Given exercise :: Please duplicate, word for word, the stretch of the discussion about cavalry and infantry from "After the catastrophic" through "mean heavy infantry).".

Passage shown ::
In the Americas, major civilizations were separated from each other by mountains, deserts and jungles.

In Eurasia, major civilizations (in the west, south and east) were all connected by the Eurasian steppe.
 
They would be totally unable to repulse a charge by PIE cavalry or chariots.

Fascinating video, thanks. I think it would be difficult to take a chariot over that terrain but horses would have certainly swung the balance in favour of the PIE fighters. Bronze weaponary might also have helped.

Best wishes
 
If you watch the video, you will see that they fight in very loose formations.

They would be totally unable to repulse a charge by PIE cavalry or chariots.

I don't mean to pile on, as others have thoroughly and thoughtfully debunked this statement. But do you see what I mean when I talk about examples of ubermensch fantasies?

Keep in mind too, that horses alone will not win a battle for the possessor. The armies of the Roman Republic and the early empire largely eschewed cavalry in favor of a strong infantry. They destroyed numerically superior forces -- of cavalry -- again and again, for example, at the Battle of Tigranocerta. Tactics matter.

Toward the late empire, the army adopted cataphracts into their armies, which paved the way for medieval knights. But for hundreds of years, infantry was king.
 
moore2moore,

others have thoroughly and thoughtfully debunked this statement
Where ???

Keep in mind too, that horses alone will not win a battle for the possessor.

You are wrong, they will.

the armies of the Roman Republic and the early empire largely eschewed cavalry in favor of a strong infantry.

After the catastrophic defeat at Carrhae the Romans started increasing the cavalry component, though:

https://en.wikipedia.org/wiki/Battle_of_Carrhae

By the way - Neolithic people had no such a thing as "strong infantry" (by which you mean heavy infantry).

for example, at the Battle of Tigranocerta.

At Tigranocerta it was cavalry vs. cavalry. Thracian and Gallic cavalry in Roman service defeated Armenian cataphracts.

Here is the description of that clash:

"(...) But when he [Lucullus] saw that the mail-clad horsemen, on whom the greatest reliance was placed, were stationed at the foot of a considerable hill which was crowned by a broad and level space, and that the approach to this was a matter of only four stadia, and neither rough nor steep, he ordered his Thracian and Gallic horsemen to attack the enemy in the flank, and to parry their long spears with their own short swords. (Now the sole resource of the mail-clad horsemen is their long spear, and they have none other whatsoever, either in defending themselves or attacking their enemies, owing to the weight and rigidity of their armour; in this they are, as it were, immured). (...)"

(Items drawn from a data source)
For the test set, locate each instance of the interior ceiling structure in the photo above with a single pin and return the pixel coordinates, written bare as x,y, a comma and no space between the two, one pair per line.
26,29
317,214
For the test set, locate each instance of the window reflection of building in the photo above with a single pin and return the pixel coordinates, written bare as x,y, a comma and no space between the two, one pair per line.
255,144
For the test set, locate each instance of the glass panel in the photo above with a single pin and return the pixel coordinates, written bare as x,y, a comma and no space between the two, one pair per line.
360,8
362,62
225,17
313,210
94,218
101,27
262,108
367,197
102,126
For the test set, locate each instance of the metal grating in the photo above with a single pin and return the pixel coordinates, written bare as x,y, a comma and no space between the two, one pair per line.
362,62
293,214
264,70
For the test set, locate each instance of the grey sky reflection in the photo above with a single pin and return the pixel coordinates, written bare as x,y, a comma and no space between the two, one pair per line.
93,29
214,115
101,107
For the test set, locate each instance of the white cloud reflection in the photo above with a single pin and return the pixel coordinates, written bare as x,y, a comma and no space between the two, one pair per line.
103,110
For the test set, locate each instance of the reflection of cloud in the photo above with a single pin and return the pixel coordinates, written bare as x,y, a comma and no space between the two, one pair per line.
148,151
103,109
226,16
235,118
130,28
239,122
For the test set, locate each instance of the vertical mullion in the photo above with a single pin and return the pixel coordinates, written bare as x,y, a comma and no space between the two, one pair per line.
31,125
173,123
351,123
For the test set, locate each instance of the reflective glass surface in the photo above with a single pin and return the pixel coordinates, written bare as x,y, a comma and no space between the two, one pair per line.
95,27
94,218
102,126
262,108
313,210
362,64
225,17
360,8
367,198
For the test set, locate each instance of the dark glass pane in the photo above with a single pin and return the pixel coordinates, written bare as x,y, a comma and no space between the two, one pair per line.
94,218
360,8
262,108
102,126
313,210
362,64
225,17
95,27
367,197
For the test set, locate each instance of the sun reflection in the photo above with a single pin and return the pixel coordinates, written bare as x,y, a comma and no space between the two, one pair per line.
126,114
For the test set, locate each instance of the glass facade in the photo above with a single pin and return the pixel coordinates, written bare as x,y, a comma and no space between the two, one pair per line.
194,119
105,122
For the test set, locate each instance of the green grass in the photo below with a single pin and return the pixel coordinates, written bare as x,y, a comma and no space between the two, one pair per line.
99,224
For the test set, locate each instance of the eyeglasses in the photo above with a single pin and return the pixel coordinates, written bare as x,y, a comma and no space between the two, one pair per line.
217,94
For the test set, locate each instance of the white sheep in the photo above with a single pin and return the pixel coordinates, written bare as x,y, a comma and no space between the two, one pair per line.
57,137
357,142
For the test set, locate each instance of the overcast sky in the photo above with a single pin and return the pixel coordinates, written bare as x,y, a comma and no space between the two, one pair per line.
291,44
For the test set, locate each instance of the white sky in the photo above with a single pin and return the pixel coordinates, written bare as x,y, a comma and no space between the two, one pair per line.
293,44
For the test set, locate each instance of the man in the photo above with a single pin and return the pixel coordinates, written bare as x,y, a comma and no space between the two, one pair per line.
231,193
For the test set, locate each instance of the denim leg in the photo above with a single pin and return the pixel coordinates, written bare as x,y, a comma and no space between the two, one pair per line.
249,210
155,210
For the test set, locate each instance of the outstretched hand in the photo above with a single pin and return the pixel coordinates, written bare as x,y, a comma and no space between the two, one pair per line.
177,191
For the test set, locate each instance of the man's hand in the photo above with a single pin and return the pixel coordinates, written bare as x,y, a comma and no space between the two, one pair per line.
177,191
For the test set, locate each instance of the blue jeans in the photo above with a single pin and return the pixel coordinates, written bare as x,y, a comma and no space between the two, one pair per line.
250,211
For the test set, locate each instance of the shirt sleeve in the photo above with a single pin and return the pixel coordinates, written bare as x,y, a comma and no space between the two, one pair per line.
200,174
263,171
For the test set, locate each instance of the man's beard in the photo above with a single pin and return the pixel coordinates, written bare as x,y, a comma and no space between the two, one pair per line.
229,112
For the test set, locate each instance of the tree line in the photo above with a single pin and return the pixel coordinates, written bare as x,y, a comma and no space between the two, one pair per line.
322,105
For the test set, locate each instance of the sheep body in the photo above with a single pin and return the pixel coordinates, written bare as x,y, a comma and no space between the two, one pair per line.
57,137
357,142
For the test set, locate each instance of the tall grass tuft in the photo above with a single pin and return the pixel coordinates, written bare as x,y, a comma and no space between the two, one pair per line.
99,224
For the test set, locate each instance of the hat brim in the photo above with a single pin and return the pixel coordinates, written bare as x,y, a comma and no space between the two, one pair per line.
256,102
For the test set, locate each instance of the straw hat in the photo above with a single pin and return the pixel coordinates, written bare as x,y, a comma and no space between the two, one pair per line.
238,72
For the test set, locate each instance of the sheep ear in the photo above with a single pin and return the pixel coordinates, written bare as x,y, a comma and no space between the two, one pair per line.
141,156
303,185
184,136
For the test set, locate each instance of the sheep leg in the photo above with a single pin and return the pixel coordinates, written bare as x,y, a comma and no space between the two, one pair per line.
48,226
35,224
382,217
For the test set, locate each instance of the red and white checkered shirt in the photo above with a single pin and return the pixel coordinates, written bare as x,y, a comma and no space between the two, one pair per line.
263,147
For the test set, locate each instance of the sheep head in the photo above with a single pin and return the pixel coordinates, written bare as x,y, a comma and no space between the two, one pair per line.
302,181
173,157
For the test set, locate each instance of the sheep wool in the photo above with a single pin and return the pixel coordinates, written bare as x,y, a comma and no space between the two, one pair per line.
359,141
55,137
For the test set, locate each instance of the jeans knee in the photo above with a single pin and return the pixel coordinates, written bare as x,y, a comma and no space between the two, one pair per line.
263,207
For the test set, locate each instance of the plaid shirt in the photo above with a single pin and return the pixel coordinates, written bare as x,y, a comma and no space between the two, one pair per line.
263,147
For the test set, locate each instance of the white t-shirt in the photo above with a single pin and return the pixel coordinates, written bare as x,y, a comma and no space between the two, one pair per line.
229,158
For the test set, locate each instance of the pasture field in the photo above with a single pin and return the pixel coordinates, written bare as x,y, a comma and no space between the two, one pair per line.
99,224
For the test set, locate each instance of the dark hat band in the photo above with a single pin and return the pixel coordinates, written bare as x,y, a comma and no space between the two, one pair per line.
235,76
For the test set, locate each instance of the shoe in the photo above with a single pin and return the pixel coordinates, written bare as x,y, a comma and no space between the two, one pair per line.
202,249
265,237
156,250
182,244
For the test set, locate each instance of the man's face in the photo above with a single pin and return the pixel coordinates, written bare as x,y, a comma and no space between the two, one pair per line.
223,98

==

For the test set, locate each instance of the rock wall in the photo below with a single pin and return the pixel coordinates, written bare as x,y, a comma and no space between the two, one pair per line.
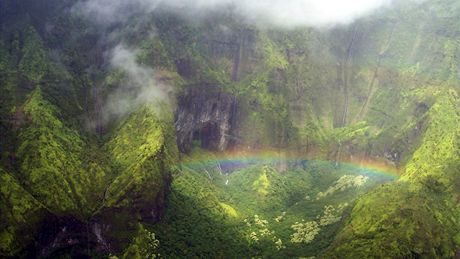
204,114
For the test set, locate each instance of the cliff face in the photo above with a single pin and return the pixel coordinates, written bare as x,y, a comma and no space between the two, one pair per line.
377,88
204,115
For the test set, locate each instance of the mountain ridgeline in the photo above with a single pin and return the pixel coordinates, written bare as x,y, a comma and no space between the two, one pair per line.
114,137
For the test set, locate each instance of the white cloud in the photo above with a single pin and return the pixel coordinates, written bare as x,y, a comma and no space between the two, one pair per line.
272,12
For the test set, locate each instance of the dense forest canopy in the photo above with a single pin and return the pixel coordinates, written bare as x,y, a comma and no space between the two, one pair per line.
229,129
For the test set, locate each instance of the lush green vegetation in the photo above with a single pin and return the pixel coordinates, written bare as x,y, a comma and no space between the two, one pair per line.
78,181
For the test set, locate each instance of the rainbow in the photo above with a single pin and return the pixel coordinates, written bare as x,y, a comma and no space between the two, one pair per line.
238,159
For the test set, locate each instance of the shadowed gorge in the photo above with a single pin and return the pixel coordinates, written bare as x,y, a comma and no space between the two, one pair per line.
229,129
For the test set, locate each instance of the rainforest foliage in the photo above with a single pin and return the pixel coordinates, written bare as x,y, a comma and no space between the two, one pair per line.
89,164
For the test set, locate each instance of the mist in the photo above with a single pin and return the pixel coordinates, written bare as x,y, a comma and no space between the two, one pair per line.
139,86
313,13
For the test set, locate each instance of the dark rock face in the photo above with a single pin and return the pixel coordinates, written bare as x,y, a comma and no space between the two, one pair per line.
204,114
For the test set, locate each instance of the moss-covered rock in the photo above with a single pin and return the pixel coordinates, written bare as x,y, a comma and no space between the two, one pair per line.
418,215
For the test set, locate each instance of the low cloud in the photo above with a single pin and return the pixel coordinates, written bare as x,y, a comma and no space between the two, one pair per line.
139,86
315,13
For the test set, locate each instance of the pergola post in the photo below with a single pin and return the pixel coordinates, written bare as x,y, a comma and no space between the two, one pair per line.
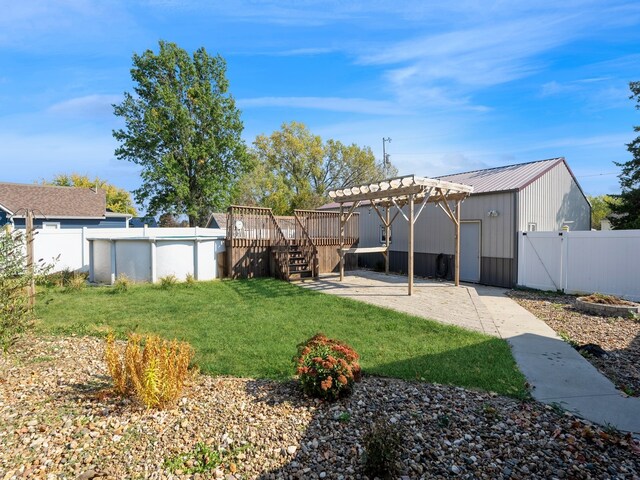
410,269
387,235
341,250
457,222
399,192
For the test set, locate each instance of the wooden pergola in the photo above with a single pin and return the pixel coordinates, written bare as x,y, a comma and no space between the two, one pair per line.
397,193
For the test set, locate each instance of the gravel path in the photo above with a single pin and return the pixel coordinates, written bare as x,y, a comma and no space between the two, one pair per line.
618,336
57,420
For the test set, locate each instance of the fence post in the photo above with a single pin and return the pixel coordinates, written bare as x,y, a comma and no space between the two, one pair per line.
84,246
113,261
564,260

The completed task ::
After the catastrophic defeat at Carrhae the Romans started increasing the cavalry component, though:

https://en.wikipedia.org/wiki/Battle_of_Carrhae

By the way - Neolithic people had no such a thing as "strong infantry" (by which you mean heavy infantry).